◆ Work request: Repeat word for word the stretch of the commentary on Target pulling its Pride merchandise from "The company, which" through "of the store.".

Passage for review START

Target made the decision to pull some of their Pride merchandise from their stores toward the end of May.

The company, which has only publicly supported the LGBTQ+ community for the past decade, indicated that this action is in response to the destruction of Pride displays in their stores and homophobic threats their employees have received.

Queer folks are used to this betrayal. While this move doesn’t come as a surprise with all the queerphobic rhetoric everywhere these days, it still stings.

You may be thinking, “Kali, don’t you think ‘betrayal’ is a little harsh? I mean, they said they had their employees’ interest in mind, right?” Two thoughts come to me in response.

First, there are many things that Target could do to protect their employees: ban folks who destroy any displays in the store; press charges against any person who threatens employees on the premises; empower security with the authority to escort violent people out of the store.

Those actions would send a clear message of support for both their employees and the LGBTQ+ community.

Second, and more cynically, when a key demographic (specifically, straight white conservative middle-aged moms) is threatening to boycott the store because of the presence of the Pride merchandise, taking “the path of least resistance” equates to “the path that least affects the bottom line.”

In a capitalist society, a moral backbone is an expense most companies claim they can’t afford. Standing up for the least of these simply isn’t profitable.

As I think of this betrayal, I’m reminded of the betrayal Jesus experienced in the hours leading up to his murder. Jesus was unabashedly himself in the face of a society that expected him to do what men were “supposed” to do.

Passage for review END
Listed records START

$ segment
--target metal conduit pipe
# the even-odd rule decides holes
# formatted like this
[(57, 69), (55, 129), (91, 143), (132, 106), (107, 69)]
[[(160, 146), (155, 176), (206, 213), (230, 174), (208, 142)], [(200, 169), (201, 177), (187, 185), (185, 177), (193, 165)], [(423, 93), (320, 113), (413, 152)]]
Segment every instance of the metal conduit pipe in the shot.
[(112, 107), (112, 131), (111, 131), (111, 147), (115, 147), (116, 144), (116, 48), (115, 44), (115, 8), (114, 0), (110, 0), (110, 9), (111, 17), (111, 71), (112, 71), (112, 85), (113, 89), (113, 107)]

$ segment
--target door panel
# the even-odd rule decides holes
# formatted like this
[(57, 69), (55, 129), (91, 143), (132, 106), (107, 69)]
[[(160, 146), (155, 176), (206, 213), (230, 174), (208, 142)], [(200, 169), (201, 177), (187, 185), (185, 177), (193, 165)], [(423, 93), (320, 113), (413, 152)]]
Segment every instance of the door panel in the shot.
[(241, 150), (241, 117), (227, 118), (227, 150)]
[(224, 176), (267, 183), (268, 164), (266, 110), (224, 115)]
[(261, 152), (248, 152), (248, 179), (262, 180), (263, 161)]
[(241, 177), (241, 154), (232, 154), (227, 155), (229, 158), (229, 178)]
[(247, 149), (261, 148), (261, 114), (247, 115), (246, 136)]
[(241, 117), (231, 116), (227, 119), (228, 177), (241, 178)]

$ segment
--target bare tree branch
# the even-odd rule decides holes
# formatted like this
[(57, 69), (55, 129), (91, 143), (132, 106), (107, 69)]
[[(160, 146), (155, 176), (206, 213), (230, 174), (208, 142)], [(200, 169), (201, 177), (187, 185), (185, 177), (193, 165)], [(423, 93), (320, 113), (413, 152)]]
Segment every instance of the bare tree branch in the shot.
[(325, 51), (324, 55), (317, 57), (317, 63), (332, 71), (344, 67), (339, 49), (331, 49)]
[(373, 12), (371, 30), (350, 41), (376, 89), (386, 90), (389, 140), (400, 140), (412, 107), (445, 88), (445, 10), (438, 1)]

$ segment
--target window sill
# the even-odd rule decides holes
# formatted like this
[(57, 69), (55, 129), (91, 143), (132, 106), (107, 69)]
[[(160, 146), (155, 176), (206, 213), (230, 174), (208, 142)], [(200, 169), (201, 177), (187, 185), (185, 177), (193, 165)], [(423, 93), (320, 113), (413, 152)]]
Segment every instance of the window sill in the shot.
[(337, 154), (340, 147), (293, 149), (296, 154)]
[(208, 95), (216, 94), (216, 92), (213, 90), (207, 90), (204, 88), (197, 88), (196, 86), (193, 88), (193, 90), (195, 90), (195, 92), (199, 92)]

Listed records END

◆ Result for this task:
The company, which has only publicly supported the LGBTQ+ community for the past decade, indicated that this action is in response to the destruction of Pride displays in their stores and homophobic threats their employees have received.

Queer folks are used to this betrayal. While this move doesn’t come as a surprise with all the queerphobic rhetoric everywhere these days, it still stings.

You may be thinking, “Kali, don’t you think ‘betrayal’ is a little harsh? I mean, they said they had their employees’ interest in mind, right?” Two thoughts come to me in response.

First, there are many things that Target could do to protect their employees: ban folks who destroy any displays in the store; press charges against any person who threatens employees on the premises; empower security with the authority to escort violent people out of the store.